EXERCISE REQUIREMENTS:
a) According to the arts and health programme text, which hospital's patients produced the 2006 publication that inspired The Deepest Shade of Green?
b) Write the next part of the text on The Deepest Shade of Green arts and health programme, picking up after its final sentence.

News
Saolta Arts and Galway 2020 are presenting The Deepest Shade of Green, an Arts and Health programme for Galway’s European Capital of Culture 2020. This programme, taking place in partnership with Galway University Hospitals and Saolta University Health Care Group, runs for the whole of 2020.
Inspired by a 2006 publication by patients of Merlin Park University Hospital, in which older people shared their knowledge of the Irish landscape and its customs, The Deepest Shade of Green explores the importance of connecting our hospitals with the natural world outside and of listening to and learning from those who use them. Nature and familiar landscapes of the West are brought into the wards, corridors, and waiting rooms of Saolta’s hospitals and used to imaginatively escape the clinical environment.
Participating artists
Newly commissioned works include a song cycle by Ceara Conway, shared as a series of intimate performances for patients and as an album incorporating recordings of hospital equipment, plants, and the tools of sound healers. Deirdre O’Mahony creates an online audio-based artwork using a scripted voiceover and ambient recordings made in Saolta’s catchment areas to evoke the particular character of the West of Ireland. Sarah Fuller and Manuela Corbari collaborate to lead young patients and their families through an enchanting garden of stories, combining puppetry, storytelling, and shadow theatre in a tour of Saolta’s paediatric settings.

Stored data:
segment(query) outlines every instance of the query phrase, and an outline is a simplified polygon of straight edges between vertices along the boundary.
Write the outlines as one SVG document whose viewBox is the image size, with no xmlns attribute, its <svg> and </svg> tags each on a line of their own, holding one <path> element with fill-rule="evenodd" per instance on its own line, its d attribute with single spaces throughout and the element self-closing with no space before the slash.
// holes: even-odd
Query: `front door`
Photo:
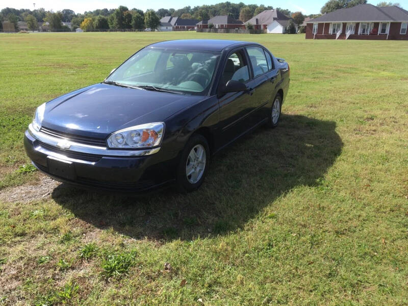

RESPONSES IN ORDER:
a) Patients of Merlin Park University Hospital produced it.

b)
Offering to transform the experience of hospital, The Deepest Shade of Green brings Galway 2020’s cultural programme to the people, and to the people who stand to gain most:
‘The Deepest Shade of Green programme can be accessed by the public but, importantly, it brings cultural experiences to the people who aren’t able to access other Galway 2020 events through ill health and enhance their experience of hospital.‘ – Margaret Flannery, Arts Director of Saolta Arts
Programme of work
During the first season of the year-long programme IMBOLC (Feb – April), the healing properties of plants is explored in the exhibition West of Sumer and new work by acclaimed Irish singer and visual artist Ceara Conway, who has composed Viriditas, a song cycle in response to an extended process of engagement at Galway University Hospitals.
Viriditas takes the listener on a journey through songs inspired by conversations with staff and patients, and recordings of hospital equipment, singing plants, and tools used by sound healers. Interweaving newly composed contemporary songs with traditional European healing songs and rythms from Georgia and Italy, Viriditas is available online at saoltaarts.com from 17 February. Viriditas will also be presented as a series of intimate performances by Ceara Conway with Anna Mullarkey for patients at Galway University Hospitals between 16 – 21 February.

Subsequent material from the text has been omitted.